# What to produce
Reproduce verbatim the part of the records that opens with the line containing "Study the picture above. For each instance of the brass" and runs through the end of the records, including both ends and nothing else.

# Dataset excerpts
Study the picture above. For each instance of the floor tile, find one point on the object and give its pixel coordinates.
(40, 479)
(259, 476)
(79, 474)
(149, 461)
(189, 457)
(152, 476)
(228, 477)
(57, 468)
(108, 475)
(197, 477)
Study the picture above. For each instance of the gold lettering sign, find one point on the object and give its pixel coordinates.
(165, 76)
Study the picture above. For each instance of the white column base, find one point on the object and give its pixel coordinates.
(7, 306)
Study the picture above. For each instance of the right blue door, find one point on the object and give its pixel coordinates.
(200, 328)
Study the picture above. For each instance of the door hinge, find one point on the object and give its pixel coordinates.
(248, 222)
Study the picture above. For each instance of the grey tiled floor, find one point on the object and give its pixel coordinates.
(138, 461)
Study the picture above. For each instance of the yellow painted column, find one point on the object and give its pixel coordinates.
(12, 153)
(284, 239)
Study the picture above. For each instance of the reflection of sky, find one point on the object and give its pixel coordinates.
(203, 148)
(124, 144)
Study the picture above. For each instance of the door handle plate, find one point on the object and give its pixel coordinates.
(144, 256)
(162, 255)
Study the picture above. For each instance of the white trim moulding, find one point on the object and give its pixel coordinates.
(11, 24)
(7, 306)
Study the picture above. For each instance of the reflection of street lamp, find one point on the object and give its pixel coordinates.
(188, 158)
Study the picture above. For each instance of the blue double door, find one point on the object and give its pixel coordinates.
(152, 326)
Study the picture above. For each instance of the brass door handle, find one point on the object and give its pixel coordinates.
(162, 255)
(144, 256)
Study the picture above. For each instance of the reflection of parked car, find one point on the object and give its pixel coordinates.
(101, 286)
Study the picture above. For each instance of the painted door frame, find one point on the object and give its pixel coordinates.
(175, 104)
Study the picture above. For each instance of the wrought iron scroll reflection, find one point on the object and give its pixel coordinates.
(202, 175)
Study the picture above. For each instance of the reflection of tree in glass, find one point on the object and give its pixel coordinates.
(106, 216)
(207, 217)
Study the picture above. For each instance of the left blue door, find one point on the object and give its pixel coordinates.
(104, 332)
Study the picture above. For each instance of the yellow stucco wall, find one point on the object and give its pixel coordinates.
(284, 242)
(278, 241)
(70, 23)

# Correct result
Study the picture above. For each instance of the brass door handle, find one point on the object and give its pixel coordinates.
(162, 255)
(144, 256)
Study the picture above. For each instance of the reflection of parked car, find one point on the object and give its pixel coordinates.
(101, 286)
Study the picture above. For each instance of the painted door frame, find one point on the object and give its pixel coordinates.
(175, 104)
Study the picture above. For each instance of the wrought iron scroll reflection, find one point on the object and give its pixel coordinates.
(202, 175)
Study the picture above. For each instance of the reflection of tree in glass, find one point on the object and give its pixel coordinates.
(106, 216)
(207, 217)
Study the picture above. For each instance of the left blue door, find one point on the object and give its pixel coordinates.
(104, 332)
Study the picture above. For each instance of the yellow stucco wall, find one point on the object and give its pixel coordinates.
(284, 242)
(278, 241)
(70, 23)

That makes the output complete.